## Textauszug
Sie war von 1926 bis 1945 die Jugendorganisation der NSDAP. Sie unterstand seit Oktober 1931 einem »Reichsjugendführer« (Baldur von Schirach, seit 1940 A. Axmann) und zählte 1932 über 100.000 Mitglieder. Die große Zahl der im Reichsausschuss deut­scher Jugendverbände zusammenge­schlossenen Organisationen (insgesamt 5 Millionen Mitglieder) musste nach 1933 dem Druck des nationalsozialistischen Staates zugun­sten der HJ weichen. Durch das von der Reichsregierung am 1. Dezember 1936 beschlos­sene »Gesetz über die HJ« wurde diese zur Staatsjugend erhoben. Dem »Reichsjugendführer« der NSDAP wurde als »Jugendführer des Deutschen Reiches« die Erziehung der gesamten deutschen Ju­gend im Sinne des Nationalsozialismus übertragen. Ende 1937 umfasste die HJ 7,7 Millionen Mitglieder.

## Aufgabe 1
Schreib den Teil aus dem Textauszug wortgetreu ab, der mit „Sie war von“ beginnt und mit „7,7 Millionen Mitglieder.“ endet, beide eingeschlossen.
## Aufgabe 2
Wie viele Mitglieder hatte die HJ laut Textauszug Ende 1937?

## Datenauszug
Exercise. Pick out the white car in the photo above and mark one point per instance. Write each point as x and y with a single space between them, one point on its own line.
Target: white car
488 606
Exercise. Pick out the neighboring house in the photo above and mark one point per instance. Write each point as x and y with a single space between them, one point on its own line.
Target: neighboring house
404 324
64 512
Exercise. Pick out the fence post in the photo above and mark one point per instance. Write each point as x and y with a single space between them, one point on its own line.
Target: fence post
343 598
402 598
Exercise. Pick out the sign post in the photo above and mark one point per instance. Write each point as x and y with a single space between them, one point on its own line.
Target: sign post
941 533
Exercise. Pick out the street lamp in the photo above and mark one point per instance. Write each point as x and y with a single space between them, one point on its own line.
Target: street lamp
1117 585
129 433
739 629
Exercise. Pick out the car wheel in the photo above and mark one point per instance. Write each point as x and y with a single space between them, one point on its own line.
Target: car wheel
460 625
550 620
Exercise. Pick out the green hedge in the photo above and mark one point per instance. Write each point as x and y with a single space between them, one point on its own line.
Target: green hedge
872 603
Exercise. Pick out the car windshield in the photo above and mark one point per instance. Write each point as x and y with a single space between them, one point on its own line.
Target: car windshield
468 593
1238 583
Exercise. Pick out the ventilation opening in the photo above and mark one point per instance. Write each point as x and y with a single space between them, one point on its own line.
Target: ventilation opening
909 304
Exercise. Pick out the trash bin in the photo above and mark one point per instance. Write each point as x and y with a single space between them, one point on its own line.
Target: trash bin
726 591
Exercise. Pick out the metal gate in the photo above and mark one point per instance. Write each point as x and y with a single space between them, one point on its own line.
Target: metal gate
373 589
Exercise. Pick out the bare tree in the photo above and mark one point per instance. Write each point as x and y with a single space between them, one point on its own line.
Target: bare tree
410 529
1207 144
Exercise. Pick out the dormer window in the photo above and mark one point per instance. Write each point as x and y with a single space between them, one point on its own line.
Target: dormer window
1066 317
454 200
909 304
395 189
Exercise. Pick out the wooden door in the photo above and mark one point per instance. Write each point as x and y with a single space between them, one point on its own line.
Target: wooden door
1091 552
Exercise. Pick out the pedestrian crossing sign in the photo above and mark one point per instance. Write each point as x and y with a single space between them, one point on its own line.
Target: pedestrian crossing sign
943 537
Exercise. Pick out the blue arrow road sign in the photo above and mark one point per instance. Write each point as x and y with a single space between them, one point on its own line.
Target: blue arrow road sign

## Lösung 1
Sie war von 1926 bis 1945 die Jugendorganisation der NSDAP. Sie unterstand seit Oktober 1931 einem »Reichsjugendführer« (Baldur von Schirach, seit 1940 A. Axmann) und zählte 1932 über 100.000 Mitglieder. Die große Zahl der im Reichsausschuss deut­scher Jugendverbände zusammenge­schlossenen Organisationen (insgesamt 5 Millionen Mitglieder) musste nach 1933 dem Druck des nationalsozialistischen Staates zugun­sten der HJ weichen. Durch das von der Reichsregierung am 1. Dezember 1936 beschlos­sene »Gesetz über die HJ« wurde diese zur Staatsjugend erhoben. Dem »Reichsjugendführer« der NSDAP wurde als »Jugendführer des Deutschen Reiches« die Erziehung der gesamten deutschen Ju­gend im Sinne des Nationalsozialismus übertragen. Ende 1937 umfasste die HJ 7,7 Millionen Mitglieder.

## Lösung 2
7,7 Millionen Mitglieder.